Could you reproduce, unchanged, the stretch of the material that opens with the line containing "label: far shore" and closes with the line containing "top-left (207, 26), bottom-right (219, 49)", including both of those lines and nothing else?
::::::::::
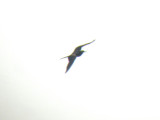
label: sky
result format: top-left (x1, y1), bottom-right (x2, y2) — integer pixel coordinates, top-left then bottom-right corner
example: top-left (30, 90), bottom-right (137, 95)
top-left (0, 0), bottom-right (160, 120)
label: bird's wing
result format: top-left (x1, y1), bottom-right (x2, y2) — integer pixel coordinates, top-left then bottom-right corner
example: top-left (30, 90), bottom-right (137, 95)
top-left (73, 40), bottom-right (95, 53)
top-left (66, 56), bottom-right (76, 72)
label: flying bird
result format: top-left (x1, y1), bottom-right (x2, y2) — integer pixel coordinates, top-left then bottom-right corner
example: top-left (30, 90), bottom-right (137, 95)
top-left (61, 40), bottom-right (95, 73)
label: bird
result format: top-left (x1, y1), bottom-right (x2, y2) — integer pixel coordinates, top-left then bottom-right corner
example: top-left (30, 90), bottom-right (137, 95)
top-left (61, 40), bottom-right (95, 73)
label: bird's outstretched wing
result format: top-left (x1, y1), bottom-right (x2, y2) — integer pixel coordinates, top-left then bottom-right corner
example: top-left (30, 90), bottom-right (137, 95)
top-left (66, 56), bottom-right (76, 72)
top-left (73, 40), bottom-right (95, 53)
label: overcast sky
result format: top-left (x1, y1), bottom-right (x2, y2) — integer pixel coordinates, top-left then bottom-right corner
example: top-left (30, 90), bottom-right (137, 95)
top-left (0, 0), bottom-right (160, 120)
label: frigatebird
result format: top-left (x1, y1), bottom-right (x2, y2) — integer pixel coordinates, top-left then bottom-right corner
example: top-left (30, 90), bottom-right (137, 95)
top-left (61, 40), bottom-right (95, 73)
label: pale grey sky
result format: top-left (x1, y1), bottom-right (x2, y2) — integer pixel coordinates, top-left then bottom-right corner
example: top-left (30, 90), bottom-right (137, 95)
top-left (0, 0), bottom-right (160, 120)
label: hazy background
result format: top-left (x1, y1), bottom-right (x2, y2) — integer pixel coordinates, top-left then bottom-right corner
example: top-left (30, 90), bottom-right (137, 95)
top-left (0, 0), bottom-right (160, 120)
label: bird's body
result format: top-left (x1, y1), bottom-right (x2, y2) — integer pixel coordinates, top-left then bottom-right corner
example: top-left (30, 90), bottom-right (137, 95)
top-left (62, 40), bottom-right (95, 72)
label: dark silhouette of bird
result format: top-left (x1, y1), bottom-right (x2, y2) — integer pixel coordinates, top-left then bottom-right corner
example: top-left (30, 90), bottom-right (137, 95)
top-left (61, 40), bottom-right (95, 73)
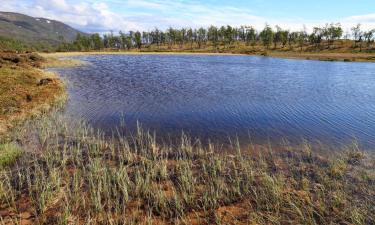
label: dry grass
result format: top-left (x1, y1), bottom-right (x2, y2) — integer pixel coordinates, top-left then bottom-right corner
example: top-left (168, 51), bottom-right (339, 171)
top-left (0, 53), bottom-right (65, 134)
top-left (41, 41), bottom-right (375, 62)
top-left (0, 108), bottom-right (375, 224)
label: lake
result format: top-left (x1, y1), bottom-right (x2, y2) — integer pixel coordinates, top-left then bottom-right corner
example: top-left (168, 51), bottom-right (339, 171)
top-left (54, 55), bottom-right (375, 148)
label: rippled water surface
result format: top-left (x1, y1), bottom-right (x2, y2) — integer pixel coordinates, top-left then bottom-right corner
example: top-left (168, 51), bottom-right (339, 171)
top-left (52, 55), bottom-right (375, 148)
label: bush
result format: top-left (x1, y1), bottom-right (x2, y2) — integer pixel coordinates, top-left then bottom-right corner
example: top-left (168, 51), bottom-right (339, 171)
top-left (0, 144), bottom-right (22, 168)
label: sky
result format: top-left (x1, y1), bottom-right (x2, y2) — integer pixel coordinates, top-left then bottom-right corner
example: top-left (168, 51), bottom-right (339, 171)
top-left (0, 0), bottom-right (375, 33)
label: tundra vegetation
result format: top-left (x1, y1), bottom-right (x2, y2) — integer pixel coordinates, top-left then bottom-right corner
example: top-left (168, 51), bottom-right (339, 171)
top-left (0, 54), bottom-right (375, 224)
top-left (57, 23), bottom-right (375, 54)
top-left (0, 21), bottom-right (375, 224)
top-left (0, 106), bottom-right (375, 224)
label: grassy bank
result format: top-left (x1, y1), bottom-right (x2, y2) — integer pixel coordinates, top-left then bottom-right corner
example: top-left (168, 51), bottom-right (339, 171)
top-left (0, 53), bottom-right (375, 224)
top-left (41, 49), bottom-right (375, 62)
top-left (0, 108), bottom-right (375, 224)
top-left (0, 53), bottom-right (65, 134)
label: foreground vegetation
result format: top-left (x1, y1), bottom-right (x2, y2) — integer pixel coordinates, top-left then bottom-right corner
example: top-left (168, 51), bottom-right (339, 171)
top-left (0, 106), bottom-right (375, 224)
top-left (0, 50), bottom-right (375, 224)
top-left (0, 53), bottom-right (65, 135)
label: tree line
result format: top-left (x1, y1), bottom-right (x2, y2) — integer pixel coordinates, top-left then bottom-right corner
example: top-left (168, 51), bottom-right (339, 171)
top-left (58, 23), bottom-right (375, 51)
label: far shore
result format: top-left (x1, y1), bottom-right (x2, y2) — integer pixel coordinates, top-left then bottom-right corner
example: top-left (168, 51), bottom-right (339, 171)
top-left (39, 51), bottom-right (375, 62)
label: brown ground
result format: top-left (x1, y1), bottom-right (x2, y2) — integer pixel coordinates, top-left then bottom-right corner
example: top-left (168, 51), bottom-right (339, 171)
top-left (0, 53), bottom-right (65, 137)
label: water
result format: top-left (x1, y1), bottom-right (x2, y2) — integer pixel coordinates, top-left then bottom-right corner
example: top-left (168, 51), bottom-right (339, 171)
top-left (52, 55), bottom-right (375, 148)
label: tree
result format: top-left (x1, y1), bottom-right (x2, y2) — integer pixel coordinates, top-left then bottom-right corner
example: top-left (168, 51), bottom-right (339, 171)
top-left (363, 29), bottom-right (375, 47)
top-left (351, 24), bottom-right (363, 51)
top-left (325, 23), bottom-right (343, 47)
top-left (309, 27), bottom-right (324, 48)
top-left (134, 31), bottom-right (142, 49)
top-left (91, 34), bottom-right (103, 50)
top-left (246, 27), bottom-right (257, 46)
top-left (259, 24), bottom-right (275, 49)
top-left (207, 26), bottom-right (219, 49)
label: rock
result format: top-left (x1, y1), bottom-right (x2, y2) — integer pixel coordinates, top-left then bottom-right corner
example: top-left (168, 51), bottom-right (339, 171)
top-left (38, 78), bottom-right (52, 86)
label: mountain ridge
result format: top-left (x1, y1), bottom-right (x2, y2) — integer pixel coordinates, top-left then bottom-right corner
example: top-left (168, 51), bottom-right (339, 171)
top-left (0, 11), bottom-right (87, 46)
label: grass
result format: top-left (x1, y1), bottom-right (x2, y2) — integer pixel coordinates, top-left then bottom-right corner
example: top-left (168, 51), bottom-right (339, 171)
top-left (43, 40), bottom-right (375, 62)
top-left (0, 144), bottom-right (22, 168)
top-left (0, 52), bottom-right (375, 224)
top-left (0, 108), bottom-right (375, 224)
top-left (0, 53), bottom-right (65, 134)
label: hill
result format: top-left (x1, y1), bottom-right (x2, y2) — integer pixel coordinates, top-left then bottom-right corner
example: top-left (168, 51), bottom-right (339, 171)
top-left (0, 12), bottom-right (85, 46)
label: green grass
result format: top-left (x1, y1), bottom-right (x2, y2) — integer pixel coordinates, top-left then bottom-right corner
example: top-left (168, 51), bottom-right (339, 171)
top-left (0, 108), bottom-right (375, 224)
top-left (0, 144), bottom-right (22, 168)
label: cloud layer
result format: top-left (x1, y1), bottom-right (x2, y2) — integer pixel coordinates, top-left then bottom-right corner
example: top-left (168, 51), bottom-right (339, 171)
top-left (0, 0), bottom-right (375, 33)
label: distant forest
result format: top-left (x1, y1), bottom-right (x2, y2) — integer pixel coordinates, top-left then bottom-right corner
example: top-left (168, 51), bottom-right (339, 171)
top-left (58, 23), bottom-right (375, 51)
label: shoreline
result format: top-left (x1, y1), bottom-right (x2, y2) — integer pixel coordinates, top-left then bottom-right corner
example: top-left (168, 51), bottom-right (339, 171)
top-left (0, 53), bottom-right (67, 137)
top-left (0, 52), bottom-right (375, 224)
top-left (38, 51), bottom-right (375, 62)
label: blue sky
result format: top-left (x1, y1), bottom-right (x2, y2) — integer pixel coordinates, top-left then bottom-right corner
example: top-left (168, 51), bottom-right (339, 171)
top-left (0, 0), bottom-right (375, 33)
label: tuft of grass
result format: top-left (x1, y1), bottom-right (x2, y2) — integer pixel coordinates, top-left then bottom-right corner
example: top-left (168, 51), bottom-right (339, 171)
top-left (0, 111), bottom-right (375, 224)
top-left (0, 143), bottom-right (22, 168)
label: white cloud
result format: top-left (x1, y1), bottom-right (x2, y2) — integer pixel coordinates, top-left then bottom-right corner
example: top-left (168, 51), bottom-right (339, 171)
top-left (0, 0), bottom-right (375, 32)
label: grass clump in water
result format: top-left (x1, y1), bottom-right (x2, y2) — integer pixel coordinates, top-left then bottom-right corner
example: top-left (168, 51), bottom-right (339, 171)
top-left (0, 108), bottom-right (375, 224)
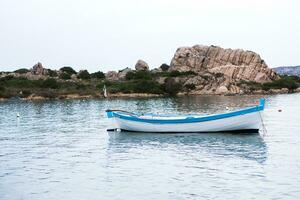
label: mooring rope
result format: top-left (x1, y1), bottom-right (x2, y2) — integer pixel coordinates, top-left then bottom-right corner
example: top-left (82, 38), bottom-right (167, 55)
top-left (259, 112), bottom-right (267, 136)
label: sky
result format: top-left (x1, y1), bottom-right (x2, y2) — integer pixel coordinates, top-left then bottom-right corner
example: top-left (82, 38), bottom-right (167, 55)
top-left (0, 0), bottom-right (300, 72)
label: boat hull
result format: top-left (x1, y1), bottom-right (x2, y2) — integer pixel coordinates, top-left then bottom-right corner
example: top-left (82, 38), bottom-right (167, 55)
top-left (108, 112), bottom-right (261, 133)
top-left (106, 99), bottom-right (265, 133)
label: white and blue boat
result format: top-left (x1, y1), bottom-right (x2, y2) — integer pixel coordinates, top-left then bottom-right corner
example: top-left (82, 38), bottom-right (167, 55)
top-left (106, 99), bottom-right (265, 133)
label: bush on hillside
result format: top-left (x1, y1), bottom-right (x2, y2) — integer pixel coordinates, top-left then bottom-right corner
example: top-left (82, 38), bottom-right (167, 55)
top-left (14, 68), bottom-right (30, 74)
top-left (59, 72), bottom-right (71, 80)
top-left (91, 71), bottom-right (105, 79)
top-left (262, 76), bottom-right (300, 90)
top-left (125, 71), bottom-right (152, 80)
top-left (59, 67), bottom-right (77, 75)
top-left (77, 70), bottom-right (91, 80)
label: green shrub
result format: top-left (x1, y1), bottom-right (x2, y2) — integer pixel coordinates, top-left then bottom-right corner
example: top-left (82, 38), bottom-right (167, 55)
top-left (59, 67), bottom-right (77, 75)
top-left (48, 69), bottom-right (58, 77)
top-left (1, 77), bottom-right (36, 88)
top-left (77, 70), bottom-right (91, 80)
top-left (184, 83), bottom-right (196, 90)
top-left (41, 78), bottom-right (59, 89)
top-left (262, 76), bottom-right (300, 90)
top-left (125, 71), bottom-right (152, 80)
top-left (59, 72), bottom-right (71, 80)
top-left (91, 71), bottom-right (105, 79)
top-left (14, 68), bottom-right (30, 74)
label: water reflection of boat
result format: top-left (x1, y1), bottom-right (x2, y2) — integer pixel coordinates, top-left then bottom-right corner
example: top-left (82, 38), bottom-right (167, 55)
top-left (106, 99), bottom-right (265, 133)
top-left (108, 132), bottom-right (267, 163)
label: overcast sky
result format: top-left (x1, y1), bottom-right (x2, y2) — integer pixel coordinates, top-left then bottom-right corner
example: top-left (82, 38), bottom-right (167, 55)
top-left (0, 0), bottom-right (300, 72)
::::::::::
# Output of the exercise
label: far shore
result format: top-left (x1, y1), bottom-right (x2, y2) — integer pixel coordinates, top-left then bottom-right corner
example: top-left (168, 51), bottom-right (339, 171)
top-left (39, 51), bottom-right (375, 62)
label: brown ground
result format: top-left (x1, y1), bottom-right (x2, y2) — integer pixel coordinates, top-left then bottom-right corner
example: top-left (168, 51), bottom-right (339, 171)
top-left (0, 53), bottom-right (65, 137)
label: water
result format: top-left (x1, y1), bottom-right (x2, y2) — integer pixel coordinates, top-left then bottom-right corner
example: top-left (168, 51), bottom-right (339, 171)
top-left (52, 55), bottom-right (375, 148)
label: tree
result format: top-left (x1, y1), bottom-right (x2, y2) — integer pixel coordinates, top-left then bottom-right corner
example: top-left (168, 51), bottom-right (339, 171)
top-left (363, 29), bottom-right (375, 47)
top-left (351, 24), bottom-right (363, 51)
top-left (325, 23), bottom-right (343, 47)
top-left (309, 27), bottom-right (324, 48)
top-left (134, 31), bottom-right (142, 49)
top-left (91, 34), bottom-right (103, 50)
top-left (246, 27), bottom-right (257, 46)
top-left (259, 24), bottom-right (275, 49)
top-left (207, 26), bottom-right (219, 49)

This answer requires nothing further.